▶ **The records**:
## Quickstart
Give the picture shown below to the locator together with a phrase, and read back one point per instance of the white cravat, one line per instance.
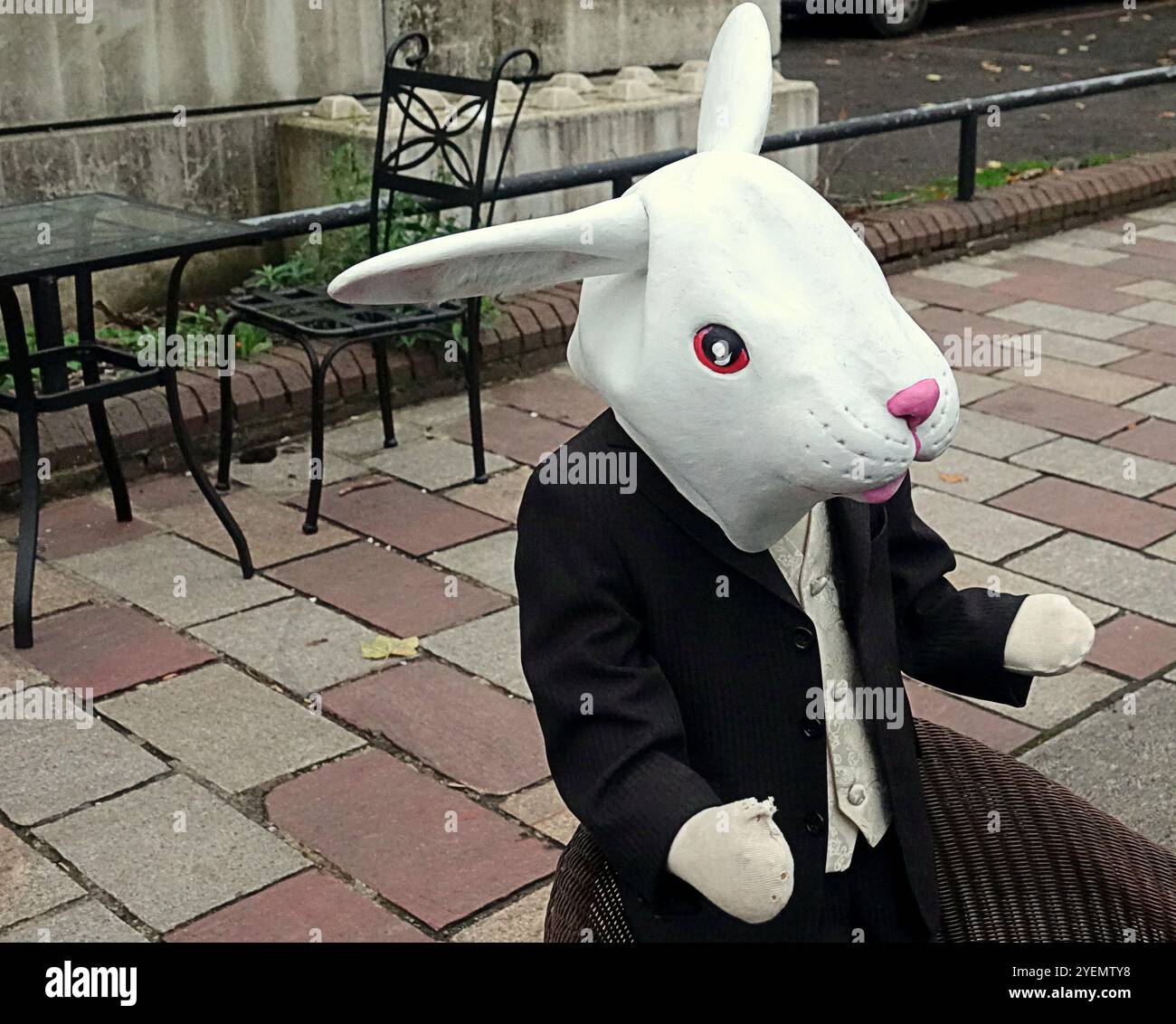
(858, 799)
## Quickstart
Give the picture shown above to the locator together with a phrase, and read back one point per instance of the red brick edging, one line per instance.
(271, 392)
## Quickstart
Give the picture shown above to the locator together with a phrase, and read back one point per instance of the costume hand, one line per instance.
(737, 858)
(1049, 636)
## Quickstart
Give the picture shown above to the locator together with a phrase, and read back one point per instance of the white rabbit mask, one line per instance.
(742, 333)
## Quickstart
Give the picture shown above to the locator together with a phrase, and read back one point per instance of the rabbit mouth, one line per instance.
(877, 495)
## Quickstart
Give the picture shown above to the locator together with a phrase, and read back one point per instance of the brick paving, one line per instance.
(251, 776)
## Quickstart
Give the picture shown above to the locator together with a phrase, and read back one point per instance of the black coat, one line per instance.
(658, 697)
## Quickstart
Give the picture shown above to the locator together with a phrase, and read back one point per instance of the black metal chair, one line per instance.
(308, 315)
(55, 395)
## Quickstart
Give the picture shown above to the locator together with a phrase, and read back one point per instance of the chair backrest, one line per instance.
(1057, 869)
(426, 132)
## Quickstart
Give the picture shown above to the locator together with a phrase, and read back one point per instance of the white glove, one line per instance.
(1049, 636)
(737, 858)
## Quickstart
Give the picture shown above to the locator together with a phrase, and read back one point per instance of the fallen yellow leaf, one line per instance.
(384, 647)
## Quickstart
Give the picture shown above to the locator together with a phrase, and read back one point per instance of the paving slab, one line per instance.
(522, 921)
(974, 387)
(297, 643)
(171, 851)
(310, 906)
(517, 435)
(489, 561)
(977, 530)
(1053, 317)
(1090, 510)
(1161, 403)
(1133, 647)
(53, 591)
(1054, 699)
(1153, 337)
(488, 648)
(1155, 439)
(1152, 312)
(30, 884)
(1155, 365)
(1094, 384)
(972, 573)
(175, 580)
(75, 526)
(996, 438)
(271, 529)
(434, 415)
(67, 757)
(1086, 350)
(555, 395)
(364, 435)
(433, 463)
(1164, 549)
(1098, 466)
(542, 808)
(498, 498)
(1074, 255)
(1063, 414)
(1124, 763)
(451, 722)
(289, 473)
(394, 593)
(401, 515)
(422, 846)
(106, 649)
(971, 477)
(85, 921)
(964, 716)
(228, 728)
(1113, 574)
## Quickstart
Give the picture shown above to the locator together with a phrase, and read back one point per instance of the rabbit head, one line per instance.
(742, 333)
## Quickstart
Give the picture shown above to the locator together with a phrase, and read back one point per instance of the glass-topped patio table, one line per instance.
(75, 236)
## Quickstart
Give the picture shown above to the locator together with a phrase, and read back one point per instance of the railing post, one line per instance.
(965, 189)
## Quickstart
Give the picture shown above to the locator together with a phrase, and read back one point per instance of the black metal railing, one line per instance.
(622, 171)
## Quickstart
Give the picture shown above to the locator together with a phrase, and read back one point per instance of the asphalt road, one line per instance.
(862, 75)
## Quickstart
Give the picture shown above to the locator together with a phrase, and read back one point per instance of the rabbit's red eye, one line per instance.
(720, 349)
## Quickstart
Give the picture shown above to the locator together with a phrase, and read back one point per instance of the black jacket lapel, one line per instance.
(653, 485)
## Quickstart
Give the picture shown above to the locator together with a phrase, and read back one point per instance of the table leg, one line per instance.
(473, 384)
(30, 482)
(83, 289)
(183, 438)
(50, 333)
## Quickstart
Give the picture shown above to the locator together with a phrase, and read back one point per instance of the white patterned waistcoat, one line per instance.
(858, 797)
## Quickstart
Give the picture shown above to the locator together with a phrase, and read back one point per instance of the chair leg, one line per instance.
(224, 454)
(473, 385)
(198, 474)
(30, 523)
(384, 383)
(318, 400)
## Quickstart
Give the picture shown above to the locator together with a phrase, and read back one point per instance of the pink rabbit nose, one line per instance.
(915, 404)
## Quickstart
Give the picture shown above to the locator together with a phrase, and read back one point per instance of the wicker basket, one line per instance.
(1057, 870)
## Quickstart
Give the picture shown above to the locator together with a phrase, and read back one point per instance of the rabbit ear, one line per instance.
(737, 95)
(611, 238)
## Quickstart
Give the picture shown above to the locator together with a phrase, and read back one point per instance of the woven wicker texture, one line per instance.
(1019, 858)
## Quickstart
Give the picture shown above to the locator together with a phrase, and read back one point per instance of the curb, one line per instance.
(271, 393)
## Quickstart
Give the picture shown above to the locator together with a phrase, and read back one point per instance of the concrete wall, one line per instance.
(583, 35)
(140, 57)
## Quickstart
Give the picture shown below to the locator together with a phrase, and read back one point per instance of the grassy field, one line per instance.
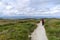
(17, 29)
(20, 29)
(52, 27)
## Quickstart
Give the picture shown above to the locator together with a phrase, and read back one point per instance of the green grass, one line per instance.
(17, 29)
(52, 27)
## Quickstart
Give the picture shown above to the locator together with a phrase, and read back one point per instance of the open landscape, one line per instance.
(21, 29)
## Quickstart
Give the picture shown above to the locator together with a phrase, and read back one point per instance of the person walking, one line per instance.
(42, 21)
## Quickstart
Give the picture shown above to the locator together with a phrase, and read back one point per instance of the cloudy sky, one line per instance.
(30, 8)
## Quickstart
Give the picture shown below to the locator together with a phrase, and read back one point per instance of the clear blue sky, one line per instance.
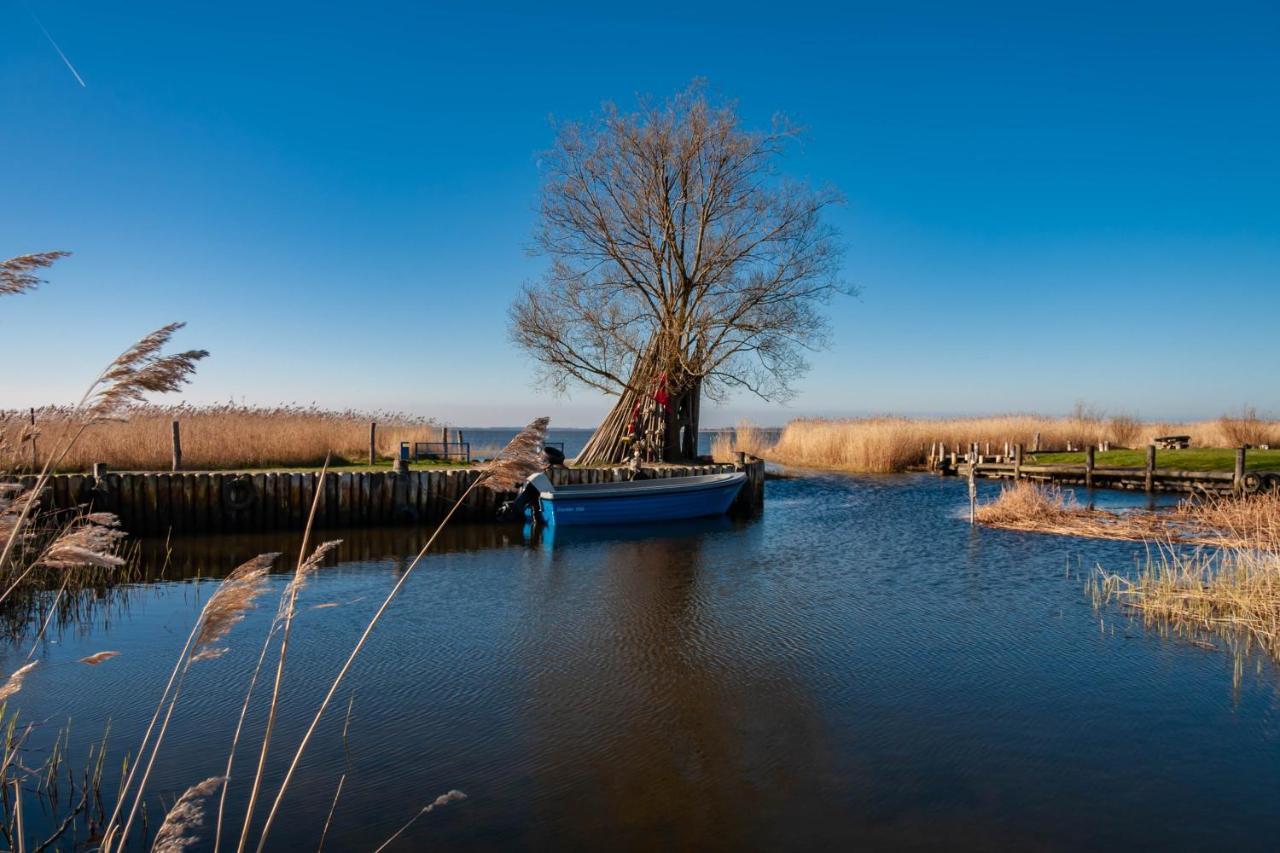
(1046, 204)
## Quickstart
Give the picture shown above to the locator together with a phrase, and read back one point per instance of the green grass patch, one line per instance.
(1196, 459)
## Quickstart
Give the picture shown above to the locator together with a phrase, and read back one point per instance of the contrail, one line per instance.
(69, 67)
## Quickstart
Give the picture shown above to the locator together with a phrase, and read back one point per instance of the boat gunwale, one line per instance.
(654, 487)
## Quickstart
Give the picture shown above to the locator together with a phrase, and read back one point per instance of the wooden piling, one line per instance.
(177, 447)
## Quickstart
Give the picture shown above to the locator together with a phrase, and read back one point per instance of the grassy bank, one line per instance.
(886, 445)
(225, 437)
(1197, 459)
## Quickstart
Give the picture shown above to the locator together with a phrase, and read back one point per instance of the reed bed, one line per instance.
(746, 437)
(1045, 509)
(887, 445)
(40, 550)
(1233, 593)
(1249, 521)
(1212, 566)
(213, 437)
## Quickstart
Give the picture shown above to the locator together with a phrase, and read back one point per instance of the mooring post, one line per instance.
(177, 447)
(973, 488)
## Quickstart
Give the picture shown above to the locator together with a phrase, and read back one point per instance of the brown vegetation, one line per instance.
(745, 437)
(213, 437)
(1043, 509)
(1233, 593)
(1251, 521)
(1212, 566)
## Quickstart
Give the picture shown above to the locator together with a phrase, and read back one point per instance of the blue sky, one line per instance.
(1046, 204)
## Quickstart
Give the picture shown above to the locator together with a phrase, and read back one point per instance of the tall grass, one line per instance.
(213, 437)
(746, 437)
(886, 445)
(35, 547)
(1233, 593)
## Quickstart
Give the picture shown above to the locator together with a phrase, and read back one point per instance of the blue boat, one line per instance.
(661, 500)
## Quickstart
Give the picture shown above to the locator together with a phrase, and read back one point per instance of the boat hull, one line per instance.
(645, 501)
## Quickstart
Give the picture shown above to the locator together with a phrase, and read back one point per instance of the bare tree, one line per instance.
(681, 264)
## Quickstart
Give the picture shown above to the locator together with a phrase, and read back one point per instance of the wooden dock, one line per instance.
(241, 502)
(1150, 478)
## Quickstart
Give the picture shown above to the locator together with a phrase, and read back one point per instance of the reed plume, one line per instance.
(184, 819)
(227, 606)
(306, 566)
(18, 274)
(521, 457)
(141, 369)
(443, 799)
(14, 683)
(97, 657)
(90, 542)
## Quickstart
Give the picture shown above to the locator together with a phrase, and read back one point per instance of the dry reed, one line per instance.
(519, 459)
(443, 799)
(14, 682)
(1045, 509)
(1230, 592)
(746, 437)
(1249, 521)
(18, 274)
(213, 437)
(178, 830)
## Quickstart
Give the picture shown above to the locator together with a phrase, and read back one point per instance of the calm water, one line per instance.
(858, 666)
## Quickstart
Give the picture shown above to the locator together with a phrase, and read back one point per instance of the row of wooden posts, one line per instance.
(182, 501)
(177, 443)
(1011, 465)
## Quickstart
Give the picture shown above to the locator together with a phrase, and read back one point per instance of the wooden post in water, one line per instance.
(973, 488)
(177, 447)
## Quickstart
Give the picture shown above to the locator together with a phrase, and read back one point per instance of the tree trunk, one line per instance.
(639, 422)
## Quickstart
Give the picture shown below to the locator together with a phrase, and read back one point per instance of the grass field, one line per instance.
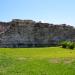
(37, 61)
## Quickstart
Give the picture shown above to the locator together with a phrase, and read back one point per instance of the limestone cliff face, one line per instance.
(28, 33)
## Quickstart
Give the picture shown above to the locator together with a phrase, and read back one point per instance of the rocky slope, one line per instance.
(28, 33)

▶ **The request**: Pull out every line of the records that contains the word "tree".

▶ **Written response**:
Give the picture shown above to the locator together with a phrase, and read back one point per instance of the bare tree, one line per instance.
Give the picture shown above to the locator together with a phrase, and read back one point per instance of the tree trunk, one line per instance.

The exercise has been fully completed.